═════ Extract provided

Building Custom Tree

Note

This section is primarily designed for advanced users who need to quickly implement their own custom trees, typically for research purposes or other specific requirements. It is intended for those who need to manually define their tree structures.

Warning

The load_tree function operates in an unsafe manner. It does not perform input validation or buffer indexing checks. This means users must ensure their inputs are correctly formatted and free of errors to avoid critical issues.

The structure of a tree in an obliquetree is as follows:

{"params": {}, "tree": {}}

This simple and flexible structure allows users to quickly build custom trees tailored to their needs.

Explanation of `"params"`

In the output of obliquetree.export_tree function, "params" key contains several parameters, but the mandatory ones required to create a custom tree are:

{
    "params": {
        "task": false,
        "n_classes": 2,
        "n_features": 5
    }
}

task: Specifies the type of task.
- true: Indicates a regression task.
- false: Indicates a classification task.
n_classes: Specifies the number of classes in the target variable.
- Regression (task: true): n_classes is set to 1, as regression does not involve multiple classes.
- Classification (task: false): n_classes corresponds to the number of classes in the target variable.
n_features: Specifies the total number of features (columns) in the input dataset.

Explanation of `"tree"`

In the "tree" structure, you have the flexibility to include optional properties like n_samples (number of samples in a node) and impurity (a measure of the node’s impurity). However, these are not mandatory for defining the tree.

1. Axis-Aligned Split Node

For a feature index \(i\) and threshold \(t\):

Decision function: \(f(x) = x[i] \leq t\)
Traversal logic:
- Go to the left child if \(f(x)\) is true.
- Go to the right child if \(f(x)\) is false.
Explanation:
- is_leaf set to false.
- is_oblique set to false.
- feature_idx specifies the index of the feature used for splitting.
- threshold is the value compared against the feature. If the feature value is less than the threshold, traversal proceeds to the left child.

══════════
═════ Recorded information

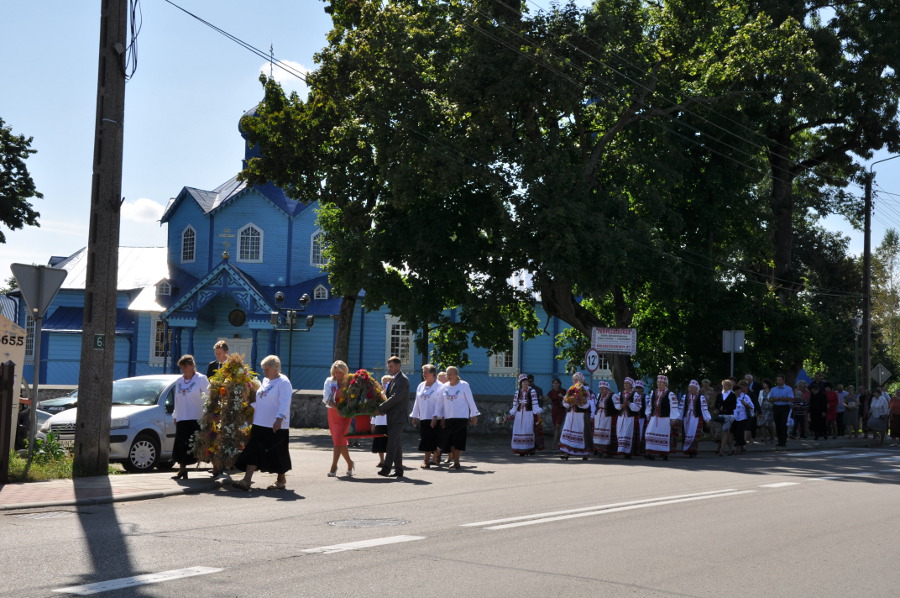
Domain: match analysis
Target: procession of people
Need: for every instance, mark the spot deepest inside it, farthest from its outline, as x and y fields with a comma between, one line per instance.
x=606, y=423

══════════

• Requirements:
a) From the custom tree guide above, list every property named under "Explanation:" for the axis-aligned split node.
b) Return the passage of the custom tree guide starting with "- true: Indicates" and going on through "to the number of classes in the target variable.", copied word for word.

• Task answers:
a) is_leaf, is_oblique, feature_idx, threshold

b)
- true: Indicates a regression task.
- false: Indicates a classification task.
n_classes: Specifies the number of classes in the target variable.
- Regression (task: true): n_classes is set to 1, as regression does not involve multiple classes.
- Classification (task: false): n_classes corresponds to the number of classes in the target variable.